* [Ketentuan Tugas]:
• a. Ubah paragraf berita sengketa tanah Pantan Tengah yang diawali "Takengon, SCNews.co.id – 4 Juli 2025" menjadi daftar butir singkat tanpa menghilangkan fakta pokoknya.
• b. Jawablah pertanyaan berikut berdasarkan berita sengketa tanah Pantan Tengah.
(i) Siapa nama mantan reje yang disebut dalam judul?
(ii) Berapa menit waktu membaca yang tercantum?
(iii) Lembaga apa yang menerbitkan sertifikat Hak Milik atas nama H. Sahadat?
• c. Lanjutkan berita sengketa tanah Pantan Tengah mulai dari kalimat sesudah kalimat terakhirnya.

* [Kutipan Dokumen]:
========

12 Kepala Keluarga di Pantan Tengah Minta Keadilan: Dugaan Perampasan Tanah oleh H. Sahadat dan Mantan Reje Supriadi . 

Yusra Efendi
4 Jul 2025 11:10
HUKUM 0 575
3 menit membaca

Takengon, SCNews.co.id – 4 Juli 2025, Sebanyak 12 kepala keluarga di Kampung Pantan Tengah, Kecamatan Rusip Antara, Kabupaten Aceh Tengah, menuntut keadilan atas dugaan perampasan hak tanah mereka yang telah lama dikuasai secara sah. Sengketa ini memanas setelah keluarnya sertifikat Hak Milik atas nama H. Sahadat yang diterbitkan oleh Badan Pertanahan Nasional (BPN) Aceh Tengah dengan Nomor Induk Bidang (NIB): 01.09.0000003676.0 pada tahun 2025.

========

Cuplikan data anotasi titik
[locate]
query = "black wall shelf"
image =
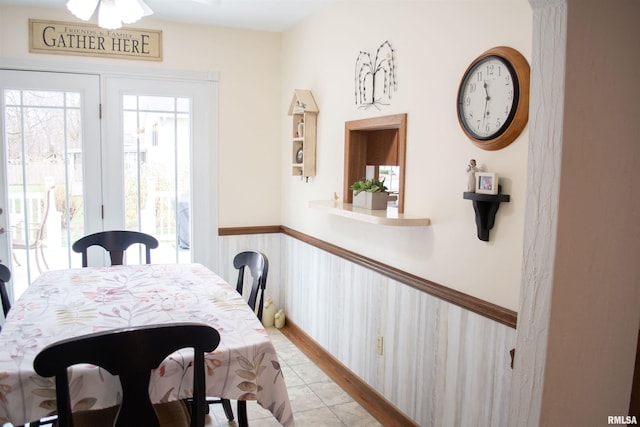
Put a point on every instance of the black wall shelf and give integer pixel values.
(485, 206)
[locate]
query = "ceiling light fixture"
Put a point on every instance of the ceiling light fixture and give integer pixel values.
(111, 13)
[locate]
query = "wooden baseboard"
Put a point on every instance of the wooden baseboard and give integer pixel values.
(376, 404)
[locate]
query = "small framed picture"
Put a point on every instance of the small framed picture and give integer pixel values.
(486, 183)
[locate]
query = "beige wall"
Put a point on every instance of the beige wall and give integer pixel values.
(434, 43)
(596, 293)
(248, 63)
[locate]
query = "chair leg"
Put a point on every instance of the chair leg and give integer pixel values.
(226, 405)
(242, 413)
(15, 258)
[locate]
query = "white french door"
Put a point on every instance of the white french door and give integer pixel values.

========

* [Jawaban Tugas]:
• a.
- Takengon, 4 Juli 2025: 12 kepala keluarga di Kampung Pantan Tengah, Kecamatan Rusip Antara, Kabupaten Aceh Tengah, menuntut keadilan.
- Mereka menduga hak tanah yang telah lama mereka kuasai secara sah telah dirampas.
- Sengketa memanas setelah BPN Aceh Tengah menerbitkan sertifikat Hak Milik atas nama H. Sahadat pada tahun 2025.
- Nomor Induk Bidang (NIB) sertifikat tersebut adalah 01.09.0000003676.0.

• b.
(i) Supriadi.
(ii) 3 menit.
(iii) Badan Pertanahan Nasional (BPN) Aceh Tengah.

• c.
 

Padahal, lahan tersebut telah dikuasai sejak tahun 1998 oleh para warga berdasarkan surat jual beli sah yang dikeluarkan melalui Pemerintahan Kampung Pantan Tengah. Salah satu titik krusial dalam kasus ini adalah sebidang tanah tempat parkir mobil Carry milik Zulkarnain Tebe, yang berada di atas tanah milik Hairul Saleh. Namun, surat pemberitahuan pengosongan yang dikeluarkan oleh pemerintahan kampung pada 27 Juni 2025 justru menjadi pemicu keresahan baru di tengah konflik yang belum selesai.

 

Syahri Budiman, menyatakan bahwa munculnya sertifikat ini di tengah proses mediasi yang belum tuntas merupakan bentuk pengabaian terhadap keadilan.

 

” Warga sudah pernah melakukan upaya musyawarah pada 26 Juli 2023, bahkan dihadiri oleh UPTD Kecamatan Rusip Antara, namun belum ada kesepakatan. Tiba-tiba muncul sertifikat atas nama pihak lain tanpa sepengetahuan kami. Ini jelas mencederai proses hukum dan rasa keadilan masyarakat,” tegas Syahri.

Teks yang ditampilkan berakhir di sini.